### Consignes
1: Reproduisez le passage du document source compris entre « Developpe.jpg Je souhaite » et « pas, c'est moi) », inclus.
2: Veuillez réécrire sous forme de liste plus concise le paragraphe du document source qui commence par « Pour parler vraiment avec les autres », en conservant ses faits principaux.

### Document source
--------------------------------------------------

Merci par avance de votre indulgence, et si ce n'est déjà fait, de bien vouloir relire auparavant le premier billet sur le même sujet.

Car nous pénétrons un territoire mental peu fréquenté ces derniers temps dans l'histoire humaine...

Pour parler vraiment avec les autres, il faut apprendre à leur parler de soi et à ne pas leur parler de soi. Tous les professionnels de la parole le savent. La difficulté naturelle traduite par ce paradoxe existe dans toutes les cultures, y compris les moins individualistes. Ainsi, on peut se parler pendant des heures sans rien se dire, c'est d'ailleurs la plupart du temps ainsi, pour des milliers de raisons propres à chaque culture. Dans un autre registre, l'art des trafiquants de la parole pour gruger leurs interlocuteurs repose sur un déséquilibre contrôlé des termes du paradoxe, très souvent au centre de leur maneuvre.

Voyons comment construire les éléments d'une étiquette à la hauteur de ce paradoxe, dans le cadre de référence présenté dans le premier billet sur le même sujet.

Le format d'un billet oblige à une effroyable simplicité. Tant mieux.

Mettons-nous donc dans la tête d'un participant en train de concevoir la rédaction de sa prochaine intervention, dans le cours des interactions de la conversation.

Je peux si nécessaire commencer mon intervention par la communication d'un niveau de ''quant à moi'". Je le fais par une couleur d'annonce.

TREFLE.JPG Trèfle. Mes traits culturels de comportement, auxquels j'ajoute mon interprétation de l'étiquette commune d'interaction (ce qui me permet de m'exprimer pendant l'élaboration de l'étiquette elle-même et ensuite sur son respect)


CARREAU.JPG Carreau. Mes projets en cours, mes activités planifiées personnelles dans ma vie



COEUR.JPG Coeur. Mes construits mentaux, théories, croyances, le sens que je donne à certains mots (tout cela peut-être avec incohérences et approximations)


PIQUE.JPG Pique. Mon jardin secret, je ne sais pas vraiment ce qu'il y a dedans, mais je sais dire quand on le piétine, et on ne touche pas !


Toujours, je donne un signal d'intention :

Proposition.jpg Je fais une proposition, une déclaration



Accord.jpg J'exprime un accord



Desaccord.jpg J'exprime un désaccord



Developpe.jpg Je souhaite un développement, une comparaison




Pause.jpg j'exprime un refus, je demande une pause


...

Ensuite, je dis sur quoi ou qui porte mon intention, par une suite de références (en cliquant sur des tableaux ou listes, je n'ai pas à taper les références ci-dessous et inversement le contenu de ces références s'affiche automatiquement en popup) :

$ numéro ou alias : un participant (si je ne précise pas, c'est moi)

--------------------------------------------------

### Liste du matériel

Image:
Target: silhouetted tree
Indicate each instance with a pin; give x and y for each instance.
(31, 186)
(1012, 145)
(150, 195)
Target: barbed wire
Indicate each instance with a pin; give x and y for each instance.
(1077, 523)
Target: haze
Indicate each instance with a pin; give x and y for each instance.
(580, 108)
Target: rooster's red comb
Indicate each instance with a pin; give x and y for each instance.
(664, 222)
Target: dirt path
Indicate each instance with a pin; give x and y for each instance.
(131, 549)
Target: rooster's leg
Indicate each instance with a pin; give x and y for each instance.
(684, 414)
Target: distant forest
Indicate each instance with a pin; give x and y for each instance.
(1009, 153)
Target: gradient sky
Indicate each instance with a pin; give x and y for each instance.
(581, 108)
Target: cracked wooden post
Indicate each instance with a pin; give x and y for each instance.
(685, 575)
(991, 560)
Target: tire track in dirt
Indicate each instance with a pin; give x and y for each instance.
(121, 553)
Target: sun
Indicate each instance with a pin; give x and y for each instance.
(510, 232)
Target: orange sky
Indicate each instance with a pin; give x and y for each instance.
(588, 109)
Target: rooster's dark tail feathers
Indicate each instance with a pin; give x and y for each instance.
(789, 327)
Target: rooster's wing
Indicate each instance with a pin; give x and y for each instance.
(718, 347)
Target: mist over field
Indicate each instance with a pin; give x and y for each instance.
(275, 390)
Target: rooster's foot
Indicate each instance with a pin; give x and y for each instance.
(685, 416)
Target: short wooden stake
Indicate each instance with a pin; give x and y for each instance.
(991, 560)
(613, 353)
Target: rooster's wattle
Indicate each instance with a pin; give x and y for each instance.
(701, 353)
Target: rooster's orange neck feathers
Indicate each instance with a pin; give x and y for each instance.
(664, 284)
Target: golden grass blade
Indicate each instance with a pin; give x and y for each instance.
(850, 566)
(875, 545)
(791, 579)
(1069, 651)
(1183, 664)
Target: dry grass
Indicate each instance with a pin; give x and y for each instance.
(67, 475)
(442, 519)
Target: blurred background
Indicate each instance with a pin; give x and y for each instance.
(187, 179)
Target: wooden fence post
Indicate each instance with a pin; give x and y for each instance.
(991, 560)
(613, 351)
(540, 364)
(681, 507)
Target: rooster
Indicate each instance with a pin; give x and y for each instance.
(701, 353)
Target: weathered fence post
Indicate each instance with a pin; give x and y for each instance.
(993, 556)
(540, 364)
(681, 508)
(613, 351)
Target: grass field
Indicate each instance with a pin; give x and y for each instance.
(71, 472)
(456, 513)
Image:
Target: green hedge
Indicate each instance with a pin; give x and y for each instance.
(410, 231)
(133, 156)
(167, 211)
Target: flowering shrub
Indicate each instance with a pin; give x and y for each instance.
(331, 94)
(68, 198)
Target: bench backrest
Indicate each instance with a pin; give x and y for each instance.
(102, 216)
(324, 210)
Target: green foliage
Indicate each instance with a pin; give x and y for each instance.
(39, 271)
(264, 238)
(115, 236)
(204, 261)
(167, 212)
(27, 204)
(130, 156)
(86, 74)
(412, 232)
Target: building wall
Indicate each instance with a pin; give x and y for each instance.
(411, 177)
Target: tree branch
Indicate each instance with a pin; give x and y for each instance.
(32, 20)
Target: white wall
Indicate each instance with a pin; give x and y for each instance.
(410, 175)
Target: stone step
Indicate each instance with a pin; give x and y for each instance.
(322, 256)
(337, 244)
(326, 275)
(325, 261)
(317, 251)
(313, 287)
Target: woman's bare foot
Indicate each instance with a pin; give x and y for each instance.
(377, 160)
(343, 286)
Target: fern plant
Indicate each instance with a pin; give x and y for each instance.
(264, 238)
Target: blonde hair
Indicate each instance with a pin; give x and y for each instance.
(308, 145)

--------------------------------------------------

### Réponses par consigne
1:
Developpe.jpg Je souhaite un développement, une comparaison




Pause.jpg j'exprime un refus, je demande une pause


...

Ensuite, je dis sur quoi ou qui porte mon intention, par une suite de références (en cliquant sur des tableaux ou listes, je n'ai pas à taper les références ci-dessous et inversement le contenu de ces références s'affiche automatiquement en popup) :

$ numéro ou alias : un participant (si je ne précise pas, c'est moi)

2:
- Pour parler vraiment avec les autres, il faut apprendre à la fois à leur parler de soi et à ne pas le faire. Tous les professionnels de la parole le savent.
- Cette difficulté existe dans toutes les cultures, même les moins individualistes.
- On peut ainsi se parler pendant des heures sans rien se dire. C'est le cas la plupart du temps, pour des raisons propres à chaque culture.
- Les trafiquants de la parole dupent leurs interlocuteurs grâce à un déséquilibre contrôlé entre les deux termes de ce paradoxe.